Active learning for text classification has been a relatively popular research topic during the last two decades, and reviewing even a fraction of the most impactful prior work would require more space than this entire article. To provide a minimal necessary research context, Table 1 lists a small number of selected particularly closely related publications, summarizing them along the following dimensions:
Representations: 
text representation methods;
Algorithms: 
classification algorithms;
AL Setup: 
active learning setup: initialization, query selection, and early stopping criteria;
Evaluation: 
predictive performance measures and evaluation procedures;
Data: 
datasets.
The common features of most of this prior work are using the bag of words text representation and uncertainty sampling for query selection. The latter appeared in several different variations, depending on the adopted uncertainty measure or some specific properties of the classification algorithm used. This is the case, in particular, for [17] using the predictions of multiple models on data packets to estimate uncertainty, [18] proposing an uncertainty sampling strategy specifically designed for a regular expression-based text classification algorithm, and [21] using a Monte-Carlo dropout uncertainty estimation technique for a deep neural network model. Researchers using the SVM algorithm often adopt query selection strategies based on the classification margin (distance to the decision boundary) [14,20]. In some studies of active learning for systematic literature reviews a query strategy that selects articles with the highest probability of being relevant to the study topic was used [16,19,22,23]. This is referred to as minority sampling in Table 1 and thereafter.
It can be easily noticed that initial training set selection has not received very much attention in prior research on active learning for text classification. Out of ten publications listed in Table 1 only one uses a non-random clustering-based initialization method [15]. The same can be said about early stopping criteria: most prior work continues the learning process until a predetermined number of iterations or instances labeled, with [18] being a single exception. While some of those studies use k-fold cross-validation for predictive performance evaluation, most settle for the less reliable train–test split approach. More importantly, predictive performance indicators are usually limited to those measuring the quality of class label predictions (e.g., accuracy, precision, recall, F1) rather than class probability or decision value predictions, although the latter would clearly provide a more complete and useful assessment of the model’s predictive utility.

○ ○ ○ ○

▶ [REQUIREMENT] Quote the text on prior active learning work in text classification in full, word for word. Please rely only on the text for what follows.

▶ [DATA EXTRACT]
○ ○ ○ ○

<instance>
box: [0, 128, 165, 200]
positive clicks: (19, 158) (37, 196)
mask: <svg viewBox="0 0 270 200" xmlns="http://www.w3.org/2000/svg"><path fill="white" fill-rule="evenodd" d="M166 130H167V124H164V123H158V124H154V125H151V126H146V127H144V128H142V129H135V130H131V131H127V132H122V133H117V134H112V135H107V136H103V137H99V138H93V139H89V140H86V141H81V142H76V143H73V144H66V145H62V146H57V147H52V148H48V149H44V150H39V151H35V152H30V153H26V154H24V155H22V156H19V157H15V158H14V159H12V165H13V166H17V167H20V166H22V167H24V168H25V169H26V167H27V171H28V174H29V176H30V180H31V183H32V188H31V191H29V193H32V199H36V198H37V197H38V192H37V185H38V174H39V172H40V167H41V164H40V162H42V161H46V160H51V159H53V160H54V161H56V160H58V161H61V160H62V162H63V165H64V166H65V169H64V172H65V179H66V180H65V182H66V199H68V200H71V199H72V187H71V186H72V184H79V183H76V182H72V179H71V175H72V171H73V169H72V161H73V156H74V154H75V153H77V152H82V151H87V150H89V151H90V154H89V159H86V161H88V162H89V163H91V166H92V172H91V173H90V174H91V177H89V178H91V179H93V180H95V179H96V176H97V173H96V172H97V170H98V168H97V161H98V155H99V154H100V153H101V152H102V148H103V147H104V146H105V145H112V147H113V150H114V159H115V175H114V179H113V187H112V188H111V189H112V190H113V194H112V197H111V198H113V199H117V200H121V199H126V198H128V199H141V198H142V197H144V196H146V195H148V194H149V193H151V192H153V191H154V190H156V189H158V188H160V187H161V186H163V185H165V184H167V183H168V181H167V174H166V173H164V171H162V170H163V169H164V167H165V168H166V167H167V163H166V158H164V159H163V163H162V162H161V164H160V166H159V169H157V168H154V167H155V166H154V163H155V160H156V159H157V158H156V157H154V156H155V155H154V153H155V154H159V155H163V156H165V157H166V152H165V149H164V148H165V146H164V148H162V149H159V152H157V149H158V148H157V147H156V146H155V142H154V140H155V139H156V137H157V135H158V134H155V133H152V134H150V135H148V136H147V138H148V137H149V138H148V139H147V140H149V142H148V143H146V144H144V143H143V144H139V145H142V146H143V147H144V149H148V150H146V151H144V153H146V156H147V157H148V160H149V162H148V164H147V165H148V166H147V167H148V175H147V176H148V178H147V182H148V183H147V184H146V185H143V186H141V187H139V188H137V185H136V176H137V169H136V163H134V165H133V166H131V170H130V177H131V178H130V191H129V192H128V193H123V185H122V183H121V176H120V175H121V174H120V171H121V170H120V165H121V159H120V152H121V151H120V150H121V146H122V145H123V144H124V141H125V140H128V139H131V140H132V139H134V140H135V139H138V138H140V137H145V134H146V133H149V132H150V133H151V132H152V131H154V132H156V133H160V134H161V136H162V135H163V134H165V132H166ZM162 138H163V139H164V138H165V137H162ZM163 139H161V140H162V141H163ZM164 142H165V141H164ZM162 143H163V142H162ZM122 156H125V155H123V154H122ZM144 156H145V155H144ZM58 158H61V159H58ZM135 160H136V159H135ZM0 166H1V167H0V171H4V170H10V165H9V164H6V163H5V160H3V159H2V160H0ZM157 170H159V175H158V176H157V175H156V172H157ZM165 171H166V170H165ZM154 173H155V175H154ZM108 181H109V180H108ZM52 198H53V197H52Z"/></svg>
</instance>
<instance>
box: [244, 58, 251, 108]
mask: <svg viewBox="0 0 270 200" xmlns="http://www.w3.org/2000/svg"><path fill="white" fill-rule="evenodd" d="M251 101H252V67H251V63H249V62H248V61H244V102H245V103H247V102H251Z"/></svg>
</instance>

○ ○ ○ ○

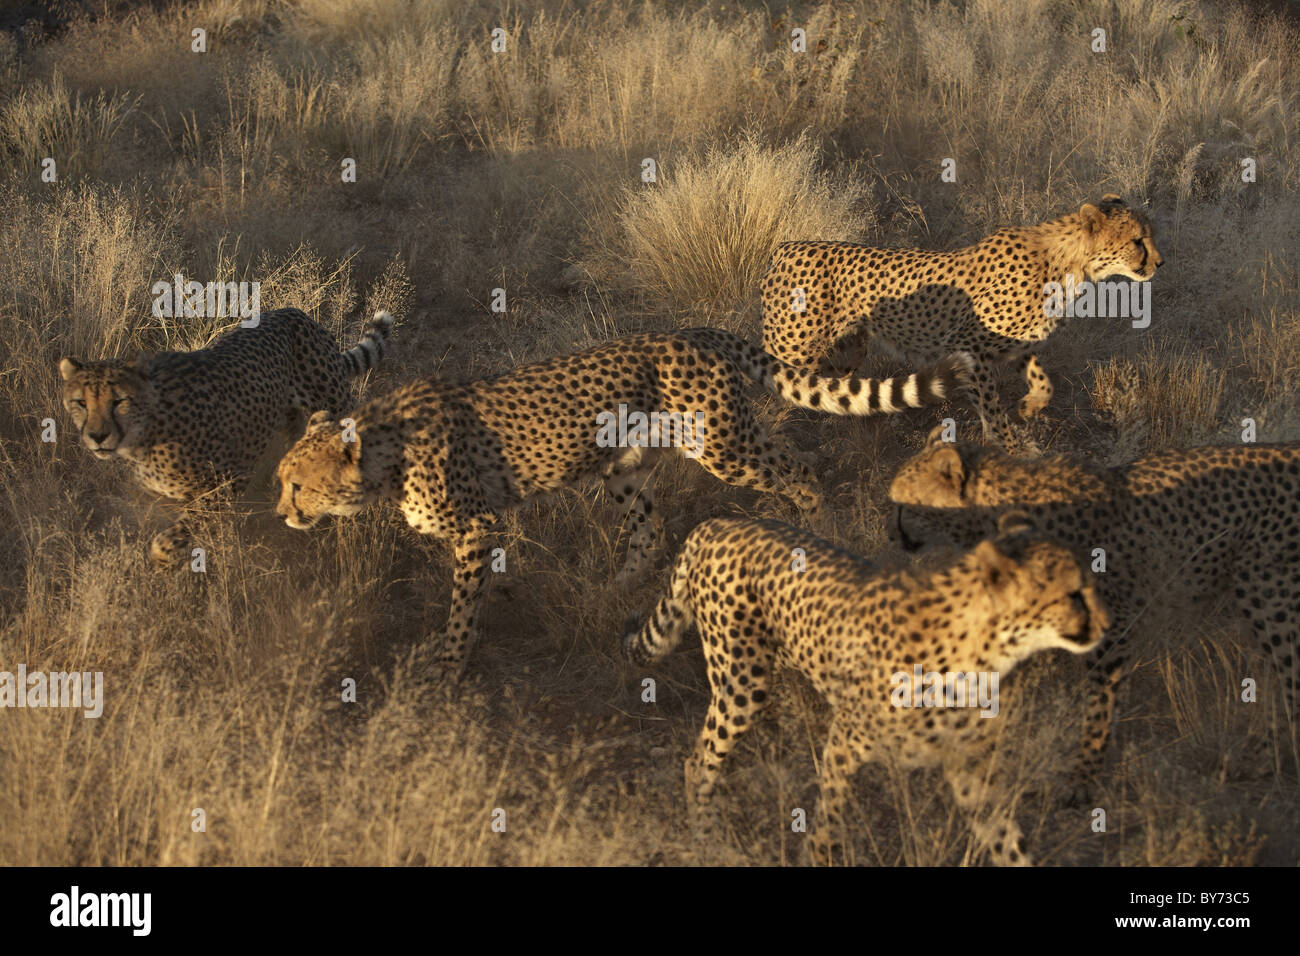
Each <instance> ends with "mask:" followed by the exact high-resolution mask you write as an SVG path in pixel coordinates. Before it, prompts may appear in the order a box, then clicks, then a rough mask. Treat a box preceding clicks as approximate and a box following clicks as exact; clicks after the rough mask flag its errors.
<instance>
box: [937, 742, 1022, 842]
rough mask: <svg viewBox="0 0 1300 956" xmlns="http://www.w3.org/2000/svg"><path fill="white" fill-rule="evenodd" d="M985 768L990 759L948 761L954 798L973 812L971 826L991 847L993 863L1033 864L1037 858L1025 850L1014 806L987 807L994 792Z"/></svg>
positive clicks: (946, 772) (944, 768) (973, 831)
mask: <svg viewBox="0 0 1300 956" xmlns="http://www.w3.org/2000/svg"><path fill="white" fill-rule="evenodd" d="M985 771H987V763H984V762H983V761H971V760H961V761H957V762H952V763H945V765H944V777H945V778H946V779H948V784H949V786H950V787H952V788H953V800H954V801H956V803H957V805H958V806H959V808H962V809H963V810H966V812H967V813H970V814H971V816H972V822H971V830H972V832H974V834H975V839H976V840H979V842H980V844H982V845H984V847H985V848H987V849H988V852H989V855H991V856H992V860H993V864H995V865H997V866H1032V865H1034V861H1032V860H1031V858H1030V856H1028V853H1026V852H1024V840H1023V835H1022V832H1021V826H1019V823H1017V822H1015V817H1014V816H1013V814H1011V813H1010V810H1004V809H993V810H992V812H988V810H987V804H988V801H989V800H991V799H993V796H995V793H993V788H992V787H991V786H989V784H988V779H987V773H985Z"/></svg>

○ ○ ○ ○

▶ [RESULT OF THE EXERCISE]
Active learning for text classification has been a relatively popular research topic during the last two decades, and reviewing even a fraction of the most impactful prior work would require more space than this entire article. To provide a minimal necessary research context, Table 1 lists a small number of selected particularly closely related publications, summarizing them along the following dimensions:
Representations: 
text representation methods;
Algorithms: 
classification algorithms;
AL Setup: 
active learning setup: initialization, query selection, and early stopping criteria;
Evaluation: 
predictive performance measures and evaluation procedures;
Data: 
datasets.
The common features of most of this prior work are using the bag of words text representation and uncertainty sampling for query selection. The latter appeared in several different variations, depending on the adopted uncertainty measure or some specific properties of the classification algorithm used. This is the case, in particular, for [17] using the predictions of multiple models on data packets to estimate uncertainty, [18] proposing an uncertainty sampling strategy specifically designed for a regular expression-based text classification algorithm, and [21] using a Monte-Carlo dropout uncertainty estimation technique for a deep neural network model. Researchers using the SVM algorithm often adopt query selection strategies based on the classification margin (distance to the decision boundary) [14,20]. In some studies of active learning for systematic literature reviews a query strategy that selects articles with the highest probability of being relevant to the study topic was used [16,19,22,23]. This is referred to as minority sampling in Table 1 and thereafter.
It can be easily noticed that initial training set selection has not received very much attention in prior research on active learning for text classification. Out of ten publications listed in Table 1 only one uses a non-random clustering-based initialization method [15]. The same can be said about early stopping criteria: most prior work continues the learning process until a predetermined number of iterations or instances labeled, with [18] being a single exception. While some of those studies use k-fold cross-validation for predictive performance evaluation, most settle for the less reliable train–test split approach. More importantly, predictive performance indicators are usually limited to those measuring the quality of class label predictions (e.g., accuracy, precision, recall, F1) rather than class probability or decision value predictions, although the latter would clearly provide a more complete and useful assessment of the model’s predictive utility.